— Start of DOCUMENT —

1980, Iran/USA:  The Reagan/Bush "October Surprise"

By Carla Binion

 

A key factor in Reagan's winning the 1980 election was Carter's inability to negotiate a deal for the release of 52 U.S. hostages held after the revolution in Iran.  Just as the Republican Watergate burglars tampered with an election and used illegal means to trump up dirt on Democratic presidential candidate George McGovern, Republicans again tampered with an election by secretly (and illegally) influencing the Iranians during the hostage crisis. 

      Gary Sick details the 1980 "coup" October Surprise.  Sick was the principal White House aide for Iran during the hostage crisis.  His book is based on his years on Carter's and Reagan's National Security Council staffs, three years of research and hundreds of interviews. 

      Republicans began secret dealings with Iran early in 1980 when Reagan's future CIA director, William Casey, initiated stealth contact with Iranian intermediaries.  The Reagan-Bush campaign feared that President Carter would make a deal to have the hostages released just before the election.  According to Sick's sources, Bill Casey met with high-level Iranians before the election and worked out an agreement to delay the hostage's release until after the election.

— End of DOCUMENT —
— Start of ENTRIES SHOWN —

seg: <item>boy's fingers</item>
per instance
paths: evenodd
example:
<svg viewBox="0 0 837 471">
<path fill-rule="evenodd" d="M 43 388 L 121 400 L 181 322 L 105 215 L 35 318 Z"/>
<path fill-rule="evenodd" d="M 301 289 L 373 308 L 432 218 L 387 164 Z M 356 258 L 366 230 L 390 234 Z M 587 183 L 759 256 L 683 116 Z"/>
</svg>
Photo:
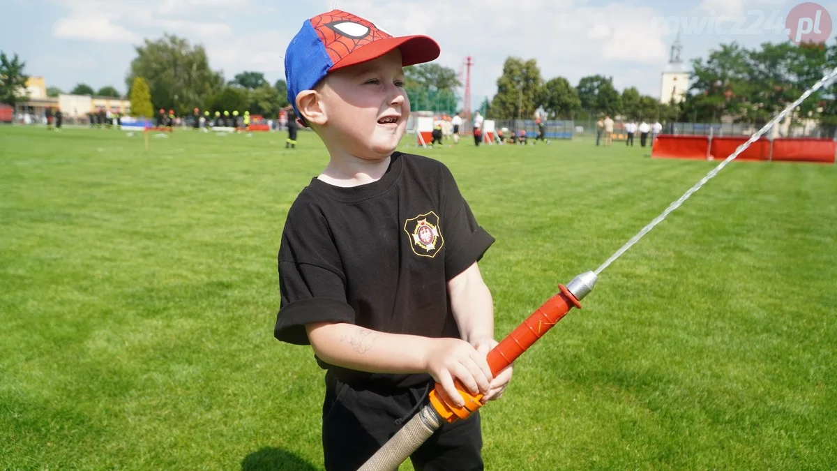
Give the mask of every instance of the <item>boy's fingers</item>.
<svg viewBox="0 0 837 471">
<path fill-rule="evenodd" d="M 457 392 L 456 386 L 454 386 L 454 380 L 450 377 L 450 375 L 443 375 L 439 378 L 439 384 L 442 385 L 442 391 L 439 391 L 439 395 L 442 396 L 443 401 L 448 404 L 453 404 L 457 407 L 465 405 L 462 396 Z"/>
<path fill-rule="evenodd" d="M 485 363 L 485 361 L 483 360 L 480 362 L 480 360 L 479 358 L 471 359 L 471 361 L 469 361 L 466 365 L 477 386 L 476 391 L 471 390 L 471 394 L 480 392 L 485 394 L 491 386 L 491 369 L 488 367 L 487 363 L 485 365 L 480 365 L 480 363 Z"/>
<path fill-rule="evenodd" d="M 467 388 L 471 394 L 477 394 L 480 392 L 480 384 L 478 384 L 476 377 L 476 374 L 479 373 L 479 369 L 475 367 L 471 368 L 460 363 L 456 366 L 456 370 L 453 371 L 453 373 L 454 375 L 456 376 L 456 379 L 462 383 L 462 386 L 465 386 L 465 388 Z"/>
<path fill-rule="evenodd" d="M 480 355 L 479 352 L 477 352 L 477 355 L 471 356 L 470 359 L 489 381 L 494 378 L 494 374 L 491 373 L 491 367 L 488 365 L 488 361 L 485 360 L 485 355 Z M 487 389 L 482 391 L 485 392 Z"/>
<path fill-rule="evenodd" d="M 513 374 L 513 370 L 511 365 L 504 368 L 503 370 L 501 371 L 499 375 L 497 375 L 496 376 L 495 376 L 493 380 L 491 380 L 491 387 L 506 386 L 506 384 L 508 384 L 509 381 L 511 380 L 512 374 Z"/>
</svg>

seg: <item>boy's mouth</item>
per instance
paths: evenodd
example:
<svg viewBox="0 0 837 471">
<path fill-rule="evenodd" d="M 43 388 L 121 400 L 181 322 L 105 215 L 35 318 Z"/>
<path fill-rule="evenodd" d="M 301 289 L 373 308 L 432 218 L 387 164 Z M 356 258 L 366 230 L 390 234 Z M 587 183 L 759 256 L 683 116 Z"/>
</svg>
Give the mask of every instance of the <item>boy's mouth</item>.
<svg viewBox="0 0 837 471">
<path fill-rule="evenodd" d="M 398 124 L 399 116 L 384 116 L 377 120 L 378 124 Z"/>
</svg>

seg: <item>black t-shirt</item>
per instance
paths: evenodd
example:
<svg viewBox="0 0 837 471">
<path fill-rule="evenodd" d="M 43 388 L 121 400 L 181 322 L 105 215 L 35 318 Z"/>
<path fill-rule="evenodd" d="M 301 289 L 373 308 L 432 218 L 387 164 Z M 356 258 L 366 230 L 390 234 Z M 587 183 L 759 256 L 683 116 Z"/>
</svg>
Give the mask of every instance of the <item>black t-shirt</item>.
<svg viewBox="0 0 837 471">
<path fill-rule="evenodd" d="M 494 242 L 443 163 L 395 153 L 383 176 L 352 188 L 317 179 L 288 212 L 279 251 L 276 339 L 309 344 L 305 324 L 459 338 L 447 282 Z M 408 386 L 427 375 L 321 366 L 346 382 Z"/>
</svg>

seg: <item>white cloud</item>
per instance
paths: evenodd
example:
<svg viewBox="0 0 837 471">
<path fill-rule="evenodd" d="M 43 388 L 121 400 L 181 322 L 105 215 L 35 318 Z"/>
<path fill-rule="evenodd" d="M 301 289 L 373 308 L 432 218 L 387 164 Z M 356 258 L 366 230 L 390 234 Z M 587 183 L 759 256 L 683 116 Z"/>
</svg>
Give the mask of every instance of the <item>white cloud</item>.
<svg viewBox="0 0 837 471">
<path fill-rule="evenodd" d="M 661 13 L 651 7 L 515 0 L 512 8 L 507 0 L 460 0 L 445 3 L 440 13 L 413 2 L 399 3 L 397 9 L 381 5 L 377 0 L 346 0 L 340 8 L 374 19 L 394 34 L 429 35 L 442 46 L 438 60 L 443 65 L 459 70 L 471 55 L 475 103 L 496 91 L 502 63 L 511 55 L 537 59 L 544 80 L 560 75 L 573 84 L 587 75 L 615 75 L 619 70 L 647 65 L 640 91 L 659 94 L 668 48 L 665 32 L 652 22 Z"/>
<path fill-rule="evenodd" d="M 167 31 L 177 32 L 177 34 L 194 33 L 203 38 L 216 36 L 229 36 L 233 34 L 233 28 L 225 23 L 215 21 L 184 21 L 181 19 L 163 19 L 158 22 Z"/>
<path fill-rule="evenodd" d="M 113 16 L 102 13 L 74 12 L 53 26 L 53 36 L 67 39 L 131 42 L 140 36 L 113 23 Z"/>
<path fill-rule="evenodd" d="M 766 8 L 782 9 L 787 7 L 788 3 L 785 0 L 701 0 L 696 8 L 696 13 L 741 18 L 747 16 L 748 12 L 757 9 L 769 14 L 770 12 L 764 12 Z"/>
</svg>

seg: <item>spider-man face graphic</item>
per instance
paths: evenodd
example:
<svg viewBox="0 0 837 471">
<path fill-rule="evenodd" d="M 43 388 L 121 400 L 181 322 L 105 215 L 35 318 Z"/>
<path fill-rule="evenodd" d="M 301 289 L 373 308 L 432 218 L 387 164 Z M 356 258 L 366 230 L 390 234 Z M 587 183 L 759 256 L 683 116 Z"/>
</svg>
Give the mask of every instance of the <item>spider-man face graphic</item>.
<svg viewBox="0 0 837 471">
<path fill-rule="evenodd" d="M 393 37 L 371 21 L 340 10 L 312 18 L 311 26 L 334 64 L 361 46 Z"/>
</svg>

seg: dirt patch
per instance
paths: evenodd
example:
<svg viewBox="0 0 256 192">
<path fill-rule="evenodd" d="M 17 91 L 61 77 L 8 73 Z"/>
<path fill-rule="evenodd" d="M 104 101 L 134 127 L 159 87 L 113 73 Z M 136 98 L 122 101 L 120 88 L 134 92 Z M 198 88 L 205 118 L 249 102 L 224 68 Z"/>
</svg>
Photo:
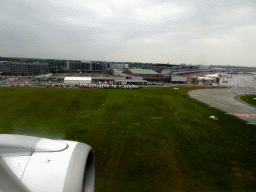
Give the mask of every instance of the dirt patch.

— End of ENTRIES SHOWN —

■ EXERCISE TASK
Write out the October Surprise article's passage between "By Carla Binion" and "Iranians during the hostage crisis.", inclusive, with no changes. The records have nothing to do with the October Surprise article.

■ ANSWER TO THIS TASK
By Carla Binion

 

A key factor in Reagan's winning the 1980 election was Carter's inability to negotiate a deal for the release of 52 U.S. hostages held after the revolution in Iran.  Just as the Republican Watergate burglars tampered with an election and used illegal means to trump up dirt on Democratic presidential candidate George McGovern, Republicans again tampered with an election by secretly (and illegally) influencing the Iranians during the hostage crisis.